Goal a:
Which sounds does the review below call the most dominant instrument on Skyward Vernacular?

## Start Text excerpt

Source, Tags and Codes - and no this is not going to be a review trying to built connections between records that hold no connection. It’s just gonna use it to structure this review of Ekca Liena’s latest record. The second part of the text will be a short interview we did with Daniel Mackenzie, the mastermind behind the ambient project.
Source - well, of course, Daniel is the source for everything we hear on Skyward Vernacular, the last record he has composed under this stage name. A voyage that started more than ten years ago with the release of the Slow Music For Rapid Eye Movement back in 2008. Now, some thirteen years later, Ekca Liena shows once again how important an open ear is for such music. One can hear many field recordings that have then been re-assembled and re-transfigured. The most “dominant” instrument are the reconfigured Glockenspiel sounds that are used throughout the record because they go along very well with the theme (see Codes). The way that Mackenzie layers some slightly distorted levels of music upon each other is easily some of the most remarkable ambient music I heard in 2021 as it can become so loud that it’s bordering on drone-metal, e.g. listen to “World Pivot” with its “blacklashes” of sounds. Here the knacking or percussion somewhat remind me of an old zeppelin - but one is not in the little cabin underneath it but in the middle of the balloon and you can hear all the movements of the structure inside. The same can be said about the thirteen minute epic “Through Decades”.
Tags As aforementioned this is ambient music and one should not try to impose any other genre-tag on it, for Mackenzie plays with quite a few of them on this record. You can even hear an ambient world music track like “Look Your Last” where you seemingly hear chants from far away. Or the continous industrial hints in many songs. Some of the sounds are so raspy and rigid that one might think that this is industrialized folk. Whatever tag one wants to place upon it - be aware that it is useless up to a certain point, for there are too many elements in here. The only really applicable one is ambient, for that is the basis for everything. Any other notion is something that the listener projects onto it.

## End Text excerpt
## Start Supplied records

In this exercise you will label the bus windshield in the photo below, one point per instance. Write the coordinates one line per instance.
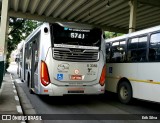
(72, 36)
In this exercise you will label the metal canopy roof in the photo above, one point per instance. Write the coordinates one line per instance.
(112, 17)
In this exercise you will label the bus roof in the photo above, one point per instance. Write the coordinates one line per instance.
(74, 25)
(141, 32)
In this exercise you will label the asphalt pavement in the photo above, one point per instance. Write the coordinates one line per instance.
(71, 109)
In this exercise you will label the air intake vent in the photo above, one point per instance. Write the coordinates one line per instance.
(66, 54)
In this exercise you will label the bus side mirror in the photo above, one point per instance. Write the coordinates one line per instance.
(16, 59)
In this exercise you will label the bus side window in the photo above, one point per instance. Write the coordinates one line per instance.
(154, 50)
(137, 49)
(118, 52)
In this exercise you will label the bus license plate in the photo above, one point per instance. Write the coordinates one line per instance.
(76, 77)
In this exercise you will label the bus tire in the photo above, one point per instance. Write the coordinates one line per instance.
(125, 92)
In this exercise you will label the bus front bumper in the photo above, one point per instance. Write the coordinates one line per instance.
(54, 90)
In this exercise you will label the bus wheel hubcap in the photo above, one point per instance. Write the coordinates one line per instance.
(124, 93)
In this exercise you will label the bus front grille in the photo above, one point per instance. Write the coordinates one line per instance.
(66, 54)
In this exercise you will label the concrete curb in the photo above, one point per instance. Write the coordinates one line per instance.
(27, 107)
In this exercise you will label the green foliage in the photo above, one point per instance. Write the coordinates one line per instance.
(19, 30)
(112, 34)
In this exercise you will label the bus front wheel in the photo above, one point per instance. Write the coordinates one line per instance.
(125, 92)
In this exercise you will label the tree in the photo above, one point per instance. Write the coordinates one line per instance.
(19, 30)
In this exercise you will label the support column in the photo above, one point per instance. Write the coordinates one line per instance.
(132, 21)
(3, 30)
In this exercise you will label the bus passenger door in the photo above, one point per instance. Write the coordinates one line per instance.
(34, 71)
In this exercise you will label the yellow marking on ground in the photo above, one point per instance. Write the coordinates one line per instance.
(135, 80)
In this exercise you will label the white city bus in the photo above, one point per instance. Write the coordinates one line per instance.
(65, 58)
(133, 65)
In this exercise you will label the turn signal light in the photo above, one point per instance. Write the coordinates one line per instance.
(45, 80)
(103, 76)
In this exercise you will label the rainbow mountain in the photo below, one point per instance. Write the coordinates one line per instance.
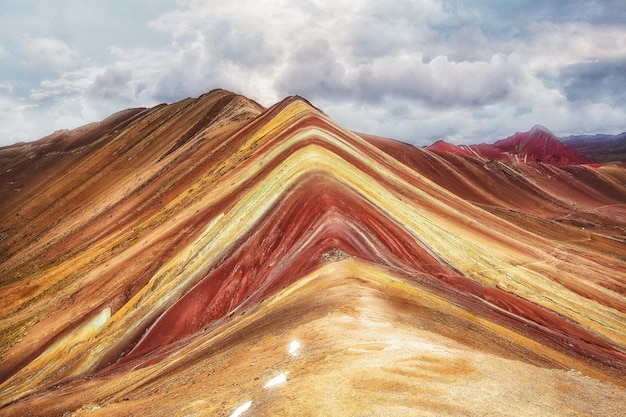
(214, 257)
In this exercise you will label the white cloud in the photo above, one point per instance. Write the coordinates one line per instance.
(49, 54)
(415, 70)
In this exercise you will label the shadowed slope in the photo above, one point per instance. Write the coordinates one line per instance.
(227, 205)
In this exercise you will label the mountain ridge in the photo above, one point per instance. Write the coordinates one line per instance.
(211, 233)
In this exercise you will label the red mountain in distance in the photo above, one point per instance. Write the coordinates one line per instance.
(213, 257)
(536, 145)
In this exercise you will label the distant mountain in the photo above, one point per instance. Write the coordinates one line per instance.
(213, 257)
(536, 145)
(602, 148)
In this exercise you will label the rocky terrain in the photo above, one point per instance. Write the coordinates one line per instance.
(214, 257)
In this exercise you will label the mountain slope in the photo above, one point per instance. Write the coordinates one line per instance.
(536, 145)
(211, 245)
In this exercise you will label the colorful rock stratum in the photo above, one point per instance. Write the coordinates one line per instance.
(212, 257)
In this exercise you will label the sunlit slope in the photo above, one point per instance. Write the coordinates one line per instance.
(152, 243)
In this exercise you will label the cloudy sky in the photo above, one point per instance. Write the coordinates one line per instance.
(416, 70)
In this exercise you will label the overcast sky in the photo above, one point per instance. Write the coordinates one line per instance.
(416, 70)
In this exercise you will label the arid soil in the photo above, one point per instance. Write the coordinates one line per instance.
(212, 257)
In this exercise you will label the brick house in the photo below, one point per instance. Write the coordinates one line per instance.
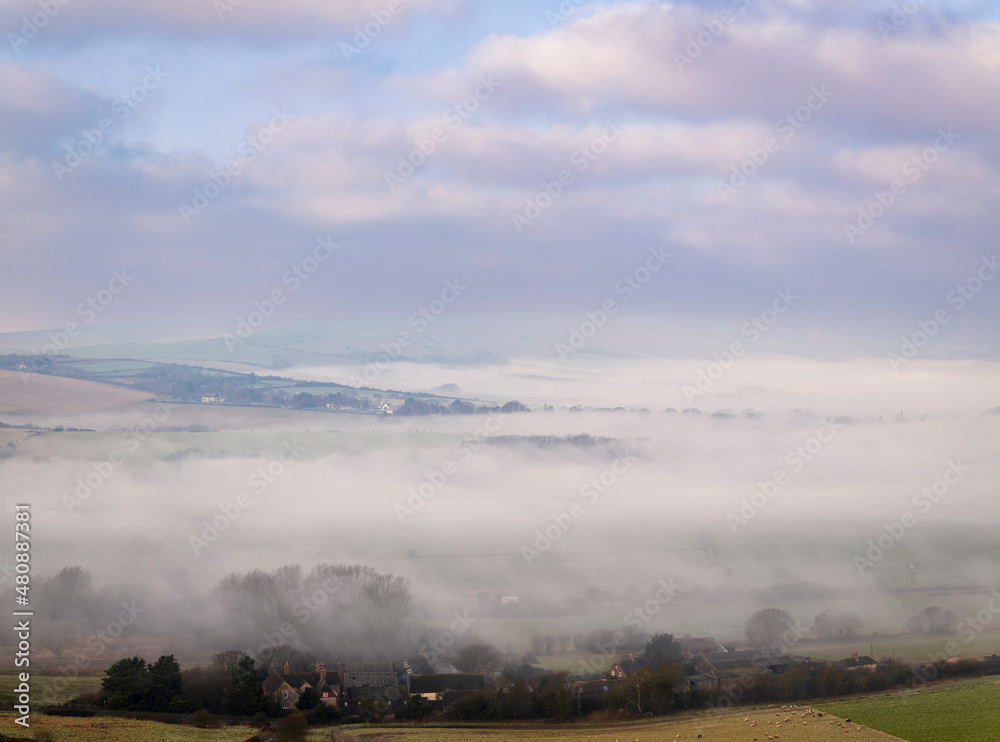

## End Supplied records

Goal b:
Pull out every line of the rows above that contains the string "white". Case counts.

Exercise answer a:
The reconfigured Glockenspiel sounds.

Exercise answer b:
In this exercise you will label the white city bus in the photo above, one point per instance. Write the coordinates one line per instance.
In this exercise you will label the white cloud in the photo above, one point per instance. Write the coordinates one line per instance.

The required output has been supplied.